[What you should do] Pick out each line of the entries that contains the string "tree", and copy those lines in full.

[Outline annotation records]
---*---

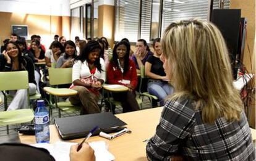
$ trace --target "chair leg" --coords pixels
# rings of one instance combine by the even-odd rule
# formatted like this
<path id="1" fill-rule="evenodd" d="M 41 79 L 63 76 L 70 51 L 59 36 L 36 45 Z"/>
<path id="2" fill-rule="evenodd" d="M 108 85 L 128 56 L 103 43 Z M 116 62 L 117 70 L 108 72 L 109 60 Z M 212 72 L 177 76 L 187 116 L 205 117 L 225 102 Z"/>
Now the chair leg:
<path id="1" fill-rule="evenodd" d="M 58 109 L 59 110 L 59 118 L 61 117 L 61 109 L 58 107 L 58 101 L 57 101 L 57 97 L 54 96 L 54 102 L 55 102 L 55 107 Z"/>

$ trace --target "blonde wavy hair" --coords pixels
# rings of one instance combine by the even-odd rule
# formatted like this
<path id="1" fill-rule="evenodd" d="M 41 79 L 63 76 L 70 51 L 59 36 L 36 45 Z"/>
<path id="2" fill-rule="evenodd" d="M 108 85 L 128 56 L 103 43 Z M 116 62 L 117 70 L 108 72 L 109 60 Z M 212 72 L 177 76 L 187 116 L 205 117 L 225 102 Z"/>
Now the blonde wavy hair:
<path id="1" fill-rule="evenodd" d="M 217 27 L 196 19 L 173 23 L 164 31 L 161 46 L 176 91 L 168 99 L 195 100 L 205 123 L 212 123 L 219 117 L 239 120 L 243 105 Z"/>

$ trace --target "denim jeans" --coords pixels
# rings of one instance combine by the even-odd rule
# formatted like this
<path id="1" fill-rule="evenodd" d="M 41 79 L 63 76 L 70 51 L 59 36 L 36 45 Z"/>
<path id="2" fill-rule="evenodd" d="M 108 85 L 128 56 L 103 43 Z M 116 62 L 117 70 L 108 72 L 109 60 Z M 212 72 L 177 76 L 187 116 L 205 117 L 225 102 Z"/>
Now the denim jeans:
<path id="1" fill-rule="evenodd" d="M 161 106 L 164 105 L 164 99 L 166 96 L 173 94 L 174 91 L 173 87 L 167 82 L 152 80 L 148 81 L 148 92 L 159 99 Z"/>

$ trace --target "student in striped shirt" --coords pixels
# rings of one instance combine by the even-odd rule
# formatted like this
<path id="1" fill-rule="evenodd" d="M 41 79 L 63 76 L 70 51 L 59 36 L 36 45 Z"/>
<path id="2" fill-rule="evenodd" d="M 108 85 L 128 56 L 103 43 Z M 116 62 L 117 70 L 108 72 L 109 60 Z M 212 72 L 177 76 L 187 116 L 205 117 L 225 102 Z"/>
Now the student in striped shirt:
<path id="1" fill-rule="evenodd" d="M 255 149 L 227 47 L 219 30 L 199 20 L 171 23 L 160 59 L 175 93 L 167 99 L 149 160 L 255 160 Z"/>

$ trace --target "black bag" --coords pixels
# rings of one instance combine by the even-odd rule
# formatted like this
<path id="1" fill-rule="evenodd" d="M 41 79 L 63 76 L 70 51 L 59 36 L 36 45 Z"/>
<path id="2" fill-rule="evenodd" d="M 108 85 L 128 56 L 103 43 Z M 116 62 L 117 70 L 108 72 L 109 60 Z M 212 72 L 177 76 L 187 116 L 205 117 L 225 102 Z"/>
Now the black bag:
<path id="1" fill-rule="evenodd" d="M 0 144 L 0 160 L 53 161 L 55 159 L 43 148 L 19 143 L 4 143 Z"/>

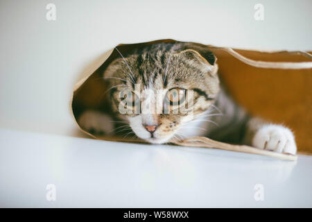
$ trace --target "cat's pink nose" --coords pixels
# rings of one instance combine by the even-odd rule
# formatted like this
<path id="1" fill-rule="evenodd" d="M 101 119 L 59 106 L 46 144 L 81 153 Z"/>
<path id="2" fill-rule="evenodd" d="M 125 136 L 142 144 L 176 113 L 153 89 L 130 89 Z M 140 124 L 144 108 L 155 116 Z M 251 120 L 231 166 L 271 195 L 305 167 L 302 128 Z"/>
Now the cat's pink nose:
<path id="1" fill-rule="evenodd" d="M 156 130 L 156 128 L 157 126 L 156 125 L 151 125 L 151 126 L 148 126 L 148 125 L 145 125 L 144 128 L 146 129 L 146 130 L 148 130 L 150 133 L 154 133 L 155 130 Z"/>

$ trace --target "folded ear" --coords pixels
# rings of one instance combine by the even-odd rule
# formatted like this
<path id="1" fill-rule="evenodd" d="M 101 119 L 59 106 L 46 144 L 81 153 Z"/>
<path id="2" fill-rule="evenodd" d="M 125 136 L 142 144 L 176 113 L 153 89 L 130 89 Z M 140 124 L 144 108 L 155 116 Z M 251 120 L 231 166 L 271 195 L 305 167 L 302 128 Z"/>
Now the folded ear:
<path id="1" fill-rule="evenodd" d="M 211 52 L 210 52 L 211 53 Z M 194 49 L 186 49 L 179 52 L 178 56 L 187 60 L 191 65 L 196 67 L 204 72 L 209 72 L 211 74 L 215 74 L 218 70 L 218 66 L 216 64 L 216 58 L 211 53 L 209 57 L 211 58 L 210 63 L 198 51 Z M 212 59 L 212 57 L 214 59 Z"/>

---*---

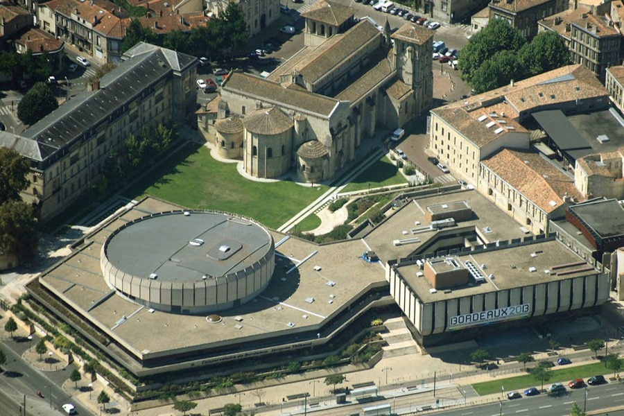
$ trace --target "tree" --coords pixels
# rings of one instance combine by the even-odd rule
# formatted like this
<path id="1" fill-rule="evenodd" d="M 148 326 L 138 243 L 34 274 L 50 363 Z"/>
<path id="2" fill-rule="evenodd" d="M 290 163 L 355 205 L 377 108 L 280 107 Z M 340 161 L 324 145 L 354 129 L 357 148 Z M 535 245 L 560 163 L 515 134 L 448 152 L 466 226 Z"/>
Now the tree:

---*---

[Task solution]
$ trace --target "tree" --coords pixels
Now the tree:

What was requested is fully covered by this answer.